*SET PROBLEM*
Put the lines below, from the line containing "white glove, locate" through the line containing "Target: white glove", into a numbered list, including both of those lines and omitting any blank lines.

━━ RECORD SET ━━

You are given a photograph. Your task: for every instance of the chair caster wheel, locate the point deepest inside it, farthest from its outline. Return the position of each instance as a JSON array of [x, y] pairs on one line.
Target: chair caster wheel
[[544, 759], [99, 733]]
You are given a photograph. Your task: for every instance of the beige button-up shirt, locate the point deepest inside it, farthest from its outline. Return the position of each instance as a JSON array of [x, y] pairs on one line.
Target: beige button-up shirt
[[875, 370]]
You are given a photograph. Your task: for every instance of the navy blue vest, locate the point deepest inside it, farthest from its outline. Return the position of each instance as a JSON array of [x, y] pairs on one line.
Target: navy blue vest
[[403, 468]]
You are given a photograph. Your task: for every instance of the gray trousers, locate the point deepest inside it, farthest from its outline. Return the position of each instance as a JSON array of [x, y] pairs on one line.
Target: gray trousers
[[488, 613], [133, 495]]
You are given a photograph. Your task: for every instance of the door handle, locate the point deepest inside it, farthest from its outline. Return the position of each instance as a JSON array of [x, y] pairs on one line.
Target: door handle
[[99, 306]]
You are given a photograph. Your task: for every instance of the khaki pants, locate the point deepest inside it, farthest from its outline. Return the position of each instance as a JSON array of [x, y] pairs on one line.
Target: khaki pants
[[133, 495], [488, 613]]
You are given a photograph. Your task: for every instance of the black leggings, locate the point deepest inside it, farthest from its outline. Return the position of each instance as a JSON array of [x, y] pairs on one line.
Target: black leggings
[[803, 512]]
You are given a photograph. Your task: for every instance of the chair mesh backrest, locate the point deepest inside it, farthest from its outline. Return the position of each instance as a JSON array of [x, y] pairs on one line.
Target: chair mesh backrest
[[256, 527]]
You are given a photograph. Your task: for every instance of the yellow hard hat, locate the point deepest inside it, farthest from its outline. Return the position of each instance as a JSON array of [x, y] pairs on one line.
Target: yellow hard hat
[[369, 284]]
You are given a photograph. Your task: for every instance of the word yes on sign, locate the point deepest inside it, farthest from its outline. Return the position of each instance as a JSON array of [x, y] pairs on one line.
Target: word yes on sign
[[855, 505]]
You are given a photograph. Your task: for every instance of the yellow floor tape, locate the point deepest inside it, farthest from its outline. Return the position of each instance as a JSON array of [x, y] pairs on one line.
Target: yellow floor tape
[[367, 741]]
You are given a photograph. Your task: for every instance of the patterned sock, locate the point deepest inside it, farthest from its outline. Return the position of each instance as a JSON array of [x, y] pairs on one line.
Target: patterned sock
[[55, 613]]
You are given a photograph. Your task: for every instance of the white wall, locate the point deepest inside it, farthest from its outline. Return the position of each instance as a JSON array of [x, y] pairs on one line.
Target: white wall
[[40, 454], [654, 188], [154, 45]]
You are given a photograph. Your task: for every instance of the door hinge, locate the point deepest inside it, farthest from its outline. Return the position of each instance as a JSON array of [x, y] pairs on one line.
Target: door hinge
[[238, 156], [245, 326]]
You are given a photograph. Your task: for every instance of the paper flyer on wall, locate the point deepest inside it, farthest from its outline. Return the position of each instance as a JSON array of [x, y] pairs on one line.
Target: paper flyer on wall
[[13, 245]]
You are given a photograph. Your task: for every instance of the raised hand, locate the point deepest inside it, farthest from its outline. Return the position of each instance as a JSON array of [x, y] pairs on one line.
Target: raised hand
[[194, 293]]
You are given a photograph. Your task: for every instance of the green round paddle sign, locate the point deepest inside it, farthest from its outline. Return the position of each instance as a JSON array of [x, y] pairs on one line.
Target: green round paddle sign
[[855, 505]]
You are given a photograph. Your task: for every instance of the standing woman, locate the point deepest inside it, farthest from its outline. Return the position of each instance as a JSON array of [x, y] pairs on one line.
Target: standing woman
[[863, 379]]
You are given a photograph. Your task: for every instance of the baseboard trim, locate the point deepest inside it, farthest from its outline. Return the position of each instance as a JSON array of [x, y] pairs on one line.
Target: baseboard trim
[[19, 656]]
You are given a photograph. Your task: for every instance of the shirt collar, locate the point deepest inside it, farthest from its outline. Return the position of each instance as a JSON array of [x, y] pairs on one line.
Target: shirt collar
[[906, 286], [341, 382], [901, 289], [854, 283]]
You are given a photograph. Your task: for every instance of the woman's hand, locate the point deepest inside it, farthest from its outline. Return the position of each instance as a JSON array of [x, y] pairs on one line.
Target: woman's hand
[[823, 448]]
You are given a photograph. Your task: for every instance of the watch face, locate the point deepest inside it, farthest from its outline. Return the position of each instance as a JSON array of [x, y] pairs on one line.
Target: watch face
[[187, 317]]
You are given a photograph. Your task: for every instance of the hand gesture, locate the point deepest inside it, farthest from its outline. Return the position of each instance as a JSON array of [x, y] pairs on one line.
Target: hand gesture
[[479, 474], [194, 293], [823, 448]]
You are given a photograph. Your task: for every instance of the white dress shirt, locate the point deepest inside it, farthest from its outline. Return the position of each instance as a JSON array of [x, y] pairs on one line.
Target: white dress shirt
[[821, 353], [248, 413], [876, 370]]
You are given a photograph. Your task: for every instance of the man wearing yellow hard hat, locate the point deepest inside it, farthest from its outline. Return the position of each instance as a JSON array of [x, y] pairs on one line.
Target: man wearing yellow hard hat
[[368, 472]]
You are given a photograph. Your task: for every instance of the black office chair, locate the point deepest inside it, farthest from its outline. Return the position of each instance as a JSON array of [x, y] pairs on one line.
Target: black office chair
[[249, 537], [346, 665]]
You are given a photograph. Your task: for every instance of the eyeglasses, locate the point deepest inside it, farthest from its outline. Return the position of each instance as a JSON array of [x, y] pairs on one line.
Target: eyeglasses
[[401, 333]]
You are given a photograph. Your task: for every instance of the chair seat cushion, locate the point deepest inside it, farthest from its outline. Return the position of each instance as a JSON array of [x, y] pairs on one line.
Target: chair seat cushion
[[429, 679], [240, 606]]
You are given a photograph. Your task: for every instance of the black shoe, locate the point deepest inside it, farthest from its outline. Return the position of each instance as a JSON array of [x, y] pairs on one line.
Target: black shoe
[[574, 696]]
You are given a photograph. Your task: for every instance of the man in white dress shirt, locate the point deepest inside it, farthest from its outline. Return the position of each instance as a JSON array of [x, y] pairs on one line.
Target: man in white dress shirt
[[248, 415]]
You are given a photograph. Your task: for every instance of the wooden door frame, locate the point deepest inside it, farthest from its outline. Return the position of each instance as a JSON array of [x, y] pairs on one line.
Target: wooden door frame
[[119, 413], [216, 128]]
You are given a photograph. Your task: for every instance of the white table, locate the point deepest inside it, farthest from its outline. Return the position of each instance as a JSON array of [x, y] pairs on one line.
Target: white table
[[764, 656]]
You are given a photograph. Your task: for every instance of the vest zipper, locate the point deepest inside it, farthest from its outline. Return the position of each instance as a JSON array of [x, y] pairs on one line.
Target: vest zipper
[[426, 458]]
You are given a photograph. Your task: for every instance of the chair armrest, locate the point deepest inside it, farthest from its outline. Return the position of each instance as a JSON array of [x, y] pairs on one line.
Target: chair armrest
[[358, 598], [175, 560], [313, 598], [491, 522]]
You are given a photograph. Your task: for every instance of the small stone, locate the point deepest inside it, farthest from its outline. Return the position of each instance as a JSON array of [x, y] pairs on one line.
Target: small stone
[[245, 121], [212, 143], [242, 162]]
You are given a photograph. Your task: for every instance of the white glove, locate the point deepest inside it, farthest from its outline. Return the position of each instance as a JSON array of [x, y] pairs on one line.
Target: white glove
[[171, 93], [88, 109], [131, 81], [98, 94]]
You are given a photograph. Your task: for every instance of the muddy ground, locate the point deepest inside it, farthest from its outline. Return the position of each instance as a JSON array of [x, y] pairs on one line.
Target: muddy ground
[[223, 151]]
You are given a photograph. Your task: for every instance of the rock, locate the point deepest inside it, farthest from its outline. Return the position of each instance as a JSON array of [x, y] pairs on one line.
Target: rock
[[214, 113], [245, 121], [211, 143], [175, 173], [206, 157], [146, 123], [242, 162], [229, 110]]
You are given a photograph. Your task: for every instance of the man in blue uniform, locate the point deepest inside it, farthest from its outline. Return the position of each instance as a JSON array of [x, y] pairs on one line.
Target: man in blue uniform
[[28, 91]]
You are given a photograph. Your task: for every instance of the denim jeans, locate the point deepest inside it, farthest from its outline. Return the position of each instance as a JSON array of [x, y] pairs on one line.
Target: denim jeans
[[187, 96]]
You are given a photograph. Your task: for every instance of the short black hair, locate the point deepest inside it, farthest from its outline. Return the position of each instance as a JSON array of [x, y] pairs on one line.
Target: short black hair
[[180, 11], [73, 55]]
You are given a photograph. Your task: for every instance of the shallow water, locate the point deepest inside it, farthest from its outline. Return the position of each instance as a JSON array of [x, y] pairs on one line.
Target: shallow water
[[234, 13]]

━━━

*FINISHED EXERCISE*
1. You are given a photograph. Your task: for every instance of the white glove, locate the point deepest inside it, farthest from its outline. Return the position of each instance as a JSON array of [x, y] pairs on one line.
2. Target: white glove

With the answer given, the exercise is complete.